» **Texte fourni**
== == ==
Le 1er février dernier, Gérald Fillion publiait une excellente analyse portant sur Téo Taxi et l’argent public.1 Cette analyse traite de l’argent des contribuables, d’argent public, de subventions, d’investissement et de capital de risque. Je vous invite à le lire, c’est très bien fait. Malgré tout, il y a quelques nuances et précisions qui méritent d’être apportées aux propres nuances qu’a apportées M. Fillion.
Jouer à armes égales
D’entrée de jeu, je voudrais préciser que j’ai beaucoup de sympathie pour l’effort déployé dans l’aventure Téo Taxi. Dans toute entreprise, il y a une part de risque, parfois importante, parfois faible. Si tant est que les planètes soient correctement alignées, le risque peut parfois même être nul. La nature du déboire de Téo Taxi n’est pas non plus unique. Essayer de changer et d’améliorer le fonctionnement d’une industrie est une entreprise difficile mais néanmoins réalisable.
Beaucoup de sympathie parce que dans le cas présent, c’était mission impossible. Téo Taxi avait les deux pieds attachés, et les mains liées dans le dos. En permettant un double standard réglementaire qui confinait l’ensemble de l’industrie de taxi à des barèmes tarifaires strictes alors que d’autres compétiteurs pouvaient librement moduler leurs tarifs en fonction de l’offre et de la demande, le gouvernement du Québec a envoyé Téo Taxi directement dans le mur de béton avec les conséquences que l’on sait.2
Dans pareil contexte, Téo Taxi est parti à la guerre avec un tire-pois, ce qui, en pratique, comporte une très grande part de risque. En l’absence de règles du jeu qui lui auraient permis de combattre à armes égales, c’était perdu d’avance.
A-t-on eu tort de penser que le gouvernement ne permettrait pas à Uber de jouer dans les platebandes de l’industrie du taxi avec des règles différentes? Sans doute. Ce n’est pas la première fois que la règlementation à géométrie variable pousse des entreprises à la faillite et ce ne sera pas la dernière.
Mais que l’ensemble des institutions et investisseurs publics et privés impliqués dans l’aventure de Téo Taxi n’ait pas pris ce risque en compte relève du mystère. Peut-être un peu de naïveté. Une petite dose d’aveuglement sans doute. Mais de la complaisance, j’espère que non.
== == ==
(Entrées d'un jeu de données de pointage)

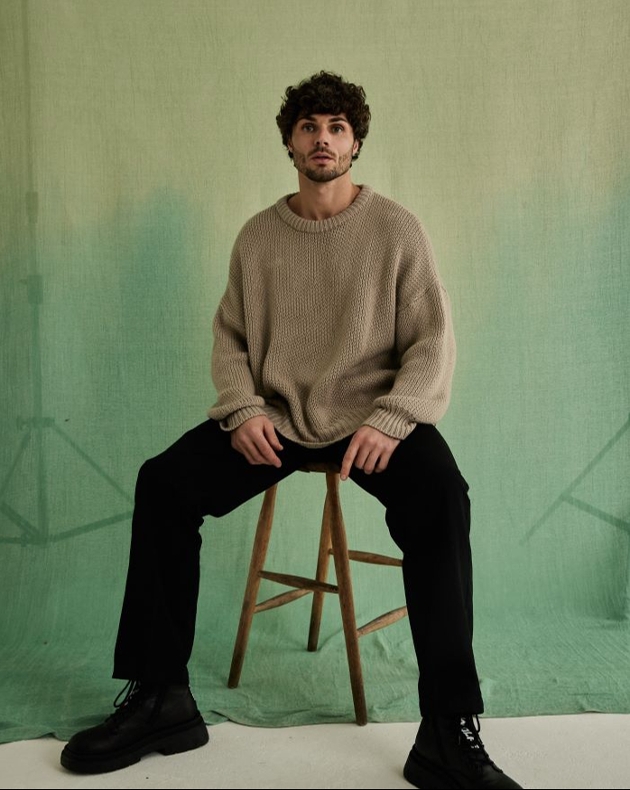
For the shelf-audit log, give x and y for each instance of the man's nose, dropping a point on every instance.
(322, 137)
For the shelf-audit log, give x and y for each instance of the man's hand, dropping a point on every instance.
(256, 439)
(369, 450)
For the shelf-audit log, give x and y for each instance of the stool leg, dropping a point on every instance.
(321, 575)
(259, 552)
(342, 569)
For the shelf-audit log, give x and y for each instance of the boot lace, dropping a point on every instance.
(469, 740)
(125, 703)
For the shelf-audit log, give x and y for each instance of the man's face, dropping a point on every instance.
(323, 146)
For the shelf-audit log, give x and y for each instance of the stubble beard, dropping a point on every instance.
(321, 175)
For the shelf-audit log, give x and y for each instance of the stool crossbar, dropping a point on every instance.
(333, 543)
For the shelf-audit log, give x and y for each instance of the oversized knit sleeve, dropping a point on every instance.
(237, 400)
(425, 346)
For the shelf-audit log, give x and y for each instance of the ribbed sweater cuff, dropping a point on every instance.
(239, 416)
(395, 425)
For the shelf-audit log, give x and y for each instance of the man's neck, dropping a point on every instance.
(317, 201)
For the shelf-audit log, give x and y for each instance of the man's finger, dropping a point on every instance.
(348, 460)
(271, 436)
(266, 451)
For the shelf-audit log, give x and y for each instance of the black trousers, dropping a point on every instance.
(427, 512)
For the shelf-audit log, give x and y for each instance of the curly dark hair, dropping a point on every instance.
(324, 93)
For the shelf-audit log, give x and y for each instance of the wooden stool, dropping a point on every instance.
(332, 542)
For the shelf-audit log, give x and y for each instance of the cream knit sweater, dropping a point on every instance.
(329, 325)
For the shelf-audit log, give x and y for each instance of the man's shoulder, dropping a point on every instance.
(396, 216)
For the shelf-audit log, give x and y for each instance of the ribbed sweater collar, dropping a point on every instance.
(321, 226)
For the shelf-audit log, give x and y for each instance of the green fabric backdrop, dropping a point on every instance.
(136, 138)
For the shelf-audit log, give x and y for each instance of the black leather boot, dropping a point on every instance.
(149, 719)
(448, 753)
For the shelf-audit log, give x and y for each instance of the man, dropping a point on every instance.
(333, 342)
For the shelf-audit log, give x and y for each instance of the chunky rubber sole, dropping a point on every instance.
(173, 740)
(427, 775)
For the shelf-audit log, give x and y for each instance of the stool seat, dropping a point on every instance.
(333, 543)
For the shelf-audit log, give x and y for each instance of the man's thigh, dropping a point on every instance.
(420, 462)
(208, 471)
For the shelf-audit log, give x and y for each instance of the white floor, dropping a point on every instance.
(582, 751)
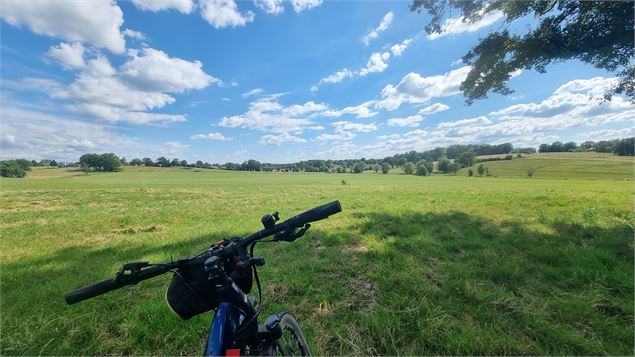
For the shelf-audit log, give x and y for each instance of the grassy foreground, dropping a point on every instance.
(414, 265)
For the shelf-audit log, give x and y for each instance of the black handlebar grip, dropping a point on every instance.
(316, 214)
(91, 291)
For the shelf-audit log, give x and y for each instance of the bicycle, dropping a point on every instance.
(219, 279)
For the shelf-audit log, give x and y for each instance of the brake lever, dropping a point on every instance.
(132, 268)
(291, 235)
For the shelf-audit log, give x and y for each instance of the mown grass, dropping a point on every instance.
(414, 265)
(564, 165)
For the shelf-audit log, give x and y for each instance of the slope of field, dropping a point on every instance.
(413, 266)
(564, 165)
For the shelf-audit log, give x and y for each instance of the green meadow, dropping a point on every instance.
(435, 265)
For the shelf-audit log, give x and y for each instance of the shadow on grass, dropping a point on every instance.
(412, 283)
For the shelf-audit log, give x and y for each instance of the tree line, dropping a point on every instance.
(448, 159)
(621, 147)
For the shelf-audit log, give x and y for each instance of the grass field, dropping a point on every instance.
(414, 265)
(564, 165)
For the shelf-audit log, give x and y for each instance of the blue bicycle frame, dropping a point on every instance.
(223, 330)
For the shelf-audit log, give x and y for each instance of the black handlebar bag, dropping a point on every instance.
(190, 292)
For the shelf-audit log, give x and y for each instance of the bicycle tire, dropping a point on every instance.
(292, 342)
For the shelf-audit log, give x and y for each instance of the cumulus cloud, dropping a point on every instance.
(376, 63)
(433, 109)
(607, 134)
(482, 120)
(337, 76)
(383, 26)
(411, 121)
(414, 88)
(253, 92)
(281, 138)
(360, 111)
(301, 5)
(268, 115)
(129, 93)
(346, 131)
(182, 6)
(273, 7)
(96, 22)
(399, 48)
(70, 56)
(37, 135)
(224, 13)
(134, 34)
(211, 136)
(455, 26)
(153, 70)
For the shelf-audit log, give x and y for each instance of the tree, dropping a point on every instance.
(480, 169)
(359, 167)
(11, 168)
(625, 147)
(466, 158)
(595, 32)
(454, 167)
(444, 164)
(108, 162)
(422, 171)
(409, 168)
(163, 162)
(251, 165)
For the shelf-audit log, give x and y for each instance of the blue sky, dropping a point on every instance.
(278, 81)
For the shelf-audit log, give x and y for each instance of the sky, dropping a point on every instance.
(271, 80)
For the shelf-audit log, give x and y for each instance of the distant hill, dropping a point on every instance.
(585, 165)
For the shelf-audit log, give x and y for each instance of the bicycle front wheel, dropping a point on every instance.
(292, 342)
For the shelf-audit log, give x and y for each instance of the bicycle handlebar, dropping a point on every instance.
(102, 287)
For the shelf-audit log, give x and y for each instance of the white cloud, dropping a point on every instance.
(280, 139)
(224, 13)
(361, 111)
(608, 134)
(376, 63)
(346, 131)
(273, 7)
(68, 55)
(211, 136)
(399, 48)
(154, 70)
(460, 25)
(128, 94)
(413, 88)
(308, 107)
(37, 135)
(301, 5)
(269, 116)
(253, 92)
(482, 120)
(182, 6)
(433, 109)
(411, 121)
(134, 34)
(383, 26)
(96, 22)
(337, 76)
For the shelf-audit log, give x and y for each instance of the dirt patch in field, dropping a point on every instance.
(135, 230)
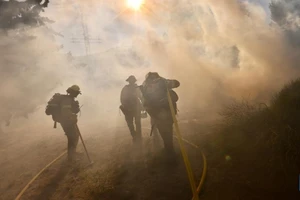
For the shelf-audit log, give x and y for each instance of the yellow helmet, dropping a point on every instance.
(74, 88)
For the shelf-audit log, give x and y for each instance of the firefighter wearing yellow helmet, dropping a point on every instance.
(64, 110)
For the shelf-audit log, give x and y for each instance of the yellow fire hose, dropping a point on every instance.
(186, 160)
(35, 177)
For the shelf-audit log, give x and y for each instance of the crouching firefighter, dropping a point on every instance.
(131, 106)
(64, 109)
(154, 90)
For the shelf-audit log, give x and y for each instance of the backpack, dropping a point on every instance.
(53, 107)
(129, 98)
(155, 95)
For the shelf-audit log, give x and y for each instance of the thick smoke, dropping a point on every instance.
(218, 50)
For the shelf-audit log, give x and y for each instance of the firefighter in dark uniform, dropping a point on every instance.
(64, 110)
(154, 90)
(131, 106)
(69, 110)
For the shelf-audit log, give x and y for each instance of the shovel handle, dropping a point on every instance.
(76, 126)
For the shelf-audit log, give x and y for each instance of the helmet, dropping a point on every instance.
(131, 78)
(152, 75)
(74, 88)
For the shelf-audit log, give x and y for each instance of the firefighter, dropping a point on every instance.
(131, 106)
(154, 90)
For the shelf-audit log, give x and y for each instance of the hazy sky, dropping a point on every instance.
(70, 24)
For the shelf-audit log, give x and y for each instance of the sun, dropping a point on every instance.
(135, 4)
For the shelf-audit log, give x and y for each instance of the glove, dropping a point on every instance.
(73, 118)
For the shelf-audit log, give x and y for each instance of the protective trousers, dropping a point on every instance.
(130, 116)
(164, 124)
(73, 137)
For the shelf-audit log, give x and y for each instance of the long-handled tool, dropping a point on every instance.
(91, 162)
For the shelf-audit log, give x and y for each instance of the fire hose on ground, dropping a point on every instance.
(195, 190)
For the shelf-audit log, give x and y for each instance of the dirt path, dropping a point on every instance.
(24, 155)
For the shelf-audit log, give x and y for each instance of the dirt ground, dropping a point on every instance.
(121, 170)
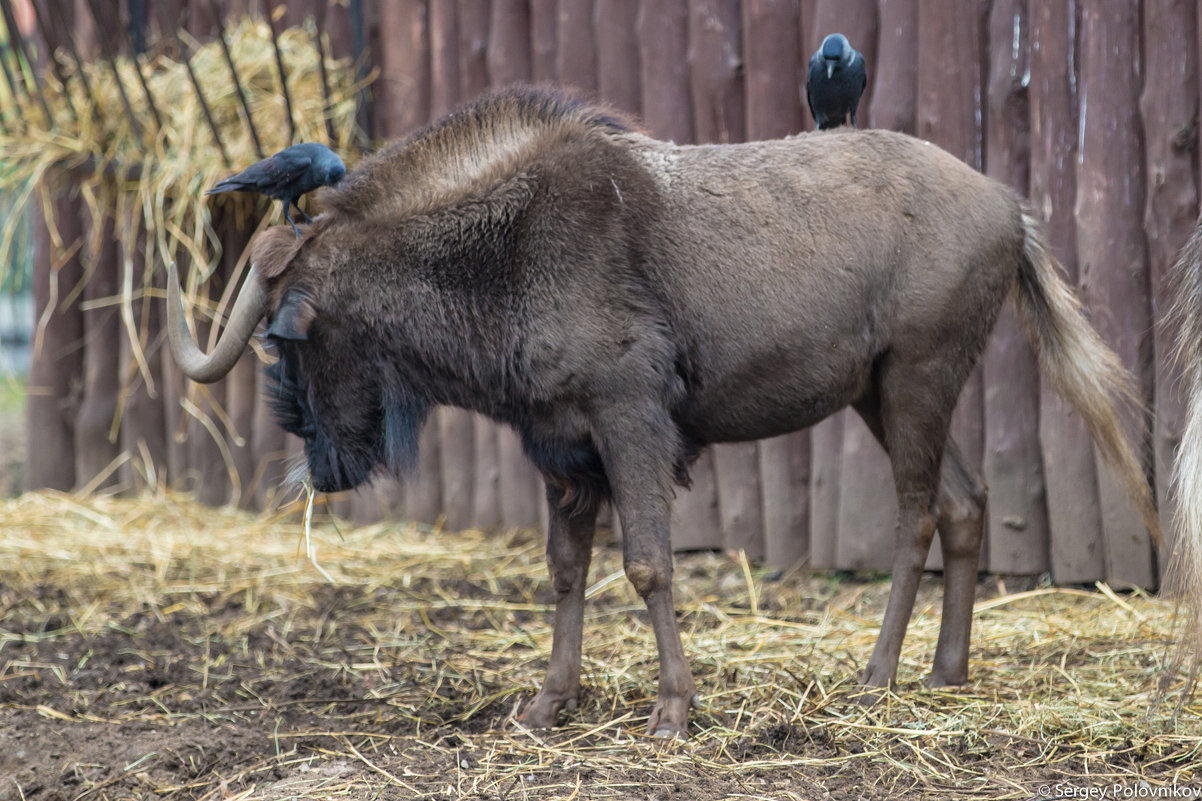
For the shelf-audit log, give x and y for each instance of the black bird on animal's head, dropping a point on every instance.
(289, 174)
(835, 82)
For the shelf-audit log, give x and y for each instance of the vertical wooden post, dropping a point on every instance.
(664, 57)
(715, 71)
(1012, 468)
(55, 363)
(403, 89)
(143, 433)
(543, 24)
(1170, 110)
(618, 69)
(576, 57)
(1111, 245)
(472, 48)
(894, 77)
(1069, 469)
(95, 448)
(509, 42)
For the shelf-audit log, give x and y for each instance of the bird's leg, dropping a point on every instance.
(307, 218)
(287, 215)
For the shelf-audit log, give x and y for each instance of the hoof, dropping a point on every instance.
(868, 695)
(936, 680)
(665, 733)
(542, 712)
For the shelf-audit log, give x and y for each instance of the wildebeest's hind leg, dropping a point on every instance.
(637, 446)
(960, 522)
(910, 414)
(962, 498)
(569, 552)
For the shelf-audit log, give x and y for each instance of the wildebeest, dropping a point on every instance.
(287, 174)
(624, 302)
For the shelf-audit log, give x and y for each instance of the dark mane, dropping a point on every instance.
(470, 149)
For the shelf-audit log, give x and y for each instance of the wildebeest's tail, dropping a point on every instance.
(1082, 368)
(1185, 569)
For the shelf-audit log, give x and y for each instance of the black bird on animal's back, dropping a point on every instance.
(835, 82)
(289, 174)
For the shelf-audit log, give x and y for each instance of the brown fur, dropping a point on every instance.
(624, 302)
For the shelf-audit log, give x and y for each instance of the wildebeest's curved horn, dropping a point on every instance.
(248, 310)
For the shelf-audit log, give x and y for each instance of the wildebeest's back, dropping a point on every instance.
(827, 223)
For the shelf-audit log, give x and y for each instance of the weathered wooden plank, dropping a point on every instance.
(664, 58)
(95, 449)
(1168, 107)
(894, 77)
(715, 71)
(444, 35)
(543, 24)
(772, 63)
(509, 42)
(1111, 245)
(474, 78)
(55, 363)
(1012, 467)
(576, 55)
(143, 429)
(1069, 470)
(618, 69)
(268, 444)
(403, 89)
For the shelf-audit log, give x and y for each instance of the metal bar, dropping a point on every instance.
(137, 46)
(107, 53)
(320, 21)
(237, 81)
(284, 78)
(65, 25)
(22, 52)
(52, 45)
(200, 95)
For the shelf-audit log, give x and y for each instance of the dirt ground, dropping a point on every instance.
(158, 650)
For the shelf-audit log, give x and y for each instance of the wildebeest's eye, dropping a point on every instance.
(289, 391)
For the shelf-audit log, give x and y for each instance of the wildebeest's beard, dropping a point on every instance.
(352, 423)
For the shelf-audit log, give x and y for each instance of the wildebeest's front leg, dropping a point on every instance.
(569, 552)
(637, 448)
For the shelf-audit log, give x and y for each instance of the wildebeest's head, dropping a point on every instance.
(409, 290)
(331, 385)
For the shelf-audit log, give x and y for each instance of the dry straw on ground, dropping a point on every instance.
(149, 176)
(159, 647)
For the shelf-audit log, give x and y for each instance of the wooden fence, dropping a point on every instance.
(1088, 107)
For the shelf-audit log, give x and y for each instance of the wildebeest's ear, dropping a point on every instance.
(274, 250)
(292, 316)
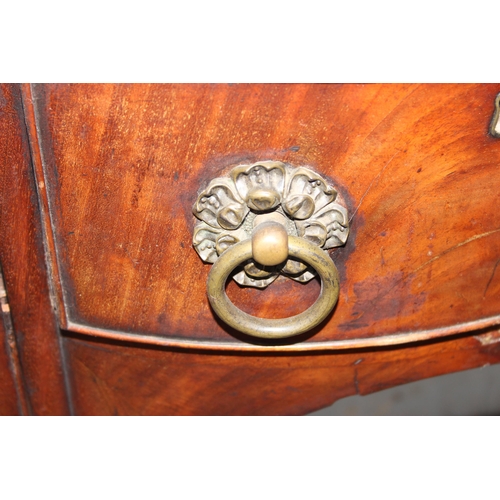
== == ==
» **Consignes de l'exercice**
[1] Répondez brièvement à ces questions sur le texte consacré à Téo Taxi :
(a) Qui a publié, le 1er février, l'analyse sur Téo Taxi et l'argent public ?
(b) Avec quelle arme Téo Taxi est-il parti à la guerre, selon l'image employée par l'auteur ?
(c) Quel gouvernement a permis le double standard réglementaire dans l'industrie du taxi ?
[2] Reprenez le texte sur Téo Taxi après sa dernière phrase et poursuivez-en la rédaction.
Cette liste est un matériau distinct du texte.

» **Résultats attendus**
[1]
(a) Gérald Fillion.
(b) Avec un tire-pois.
(c) Le gouvernement du Québec.

[2]
Argent public
Les économistes connaissent bien le concept de bien public. Pour l’essentiel, un bien public répond à deux critères : premièrement, c’est un bien (ou un service) dont la consommation ou l’usage n’exclut personne, c’est-à-dire que n’importe qui dans la société y a accès; deuxièmement, c’est un bien dont la quantité disponible demeure la même peu importe l’usage qu’en font les individus.3
Quand je vais au parc, l’été, j’aime bien m’asseoir sur un banc et lire quelques chapitres d’un bon livre. Je m’assois sur un banc public dans un parc public. N’importe qui peut faire de même. Je ne suis pas propriétaire ni du parc pas plus que du banc. Pourtant, je peux en profiter comme n’importe qui d’ailleurs. L’autoroute est un autre exemple de bien public. Une émission de radio est un bien public. L’air que nous respirons est un bien public.
Mais de l’argent public, je n’ai jamais vu ça. Nous aimerions tous qu’il y ait des barils d’argent au coin de chaque rue. Nous pourrions y piger à notre guise, selon nos besoins, et quelqu’un, quelque part, par une quelconque opération magique, s’occuperait de remplir le baril afin que tous y aient accès sans limite et sans nuire aux autres individus.
L’argent public est donc une vue de l’esprit. Ce qui ne l’est pas, toutefois, c’est l’argent du public. C’est fou de constater comment un tout petit mot de deux lettres peut complètement changer la perspective. Quand nous payons nos impôts et que nous les confions au gouvernement, l’argent ne devient pas nécessairement public. Il demeure et demeurera l’argent du public qui servira à payer pour des biens et services qui eux peuvent être publics, ou ne pas l’être du tout. C’est à la base du pacte fiscal entre les individus et les gouvernements.
Si l’argent sert à construire un parc, le parc devient un bien public. Si l’argent est donné en subvention à un individu pour remplacer les portes et fenêtres de sa maison, celle-ci ne devient pas un bien public. Si l’argent sert à accorder des prêts à des individus ou à des entreprises, le capital et le rendement qu’il rapporte demeurera de l’argent du public.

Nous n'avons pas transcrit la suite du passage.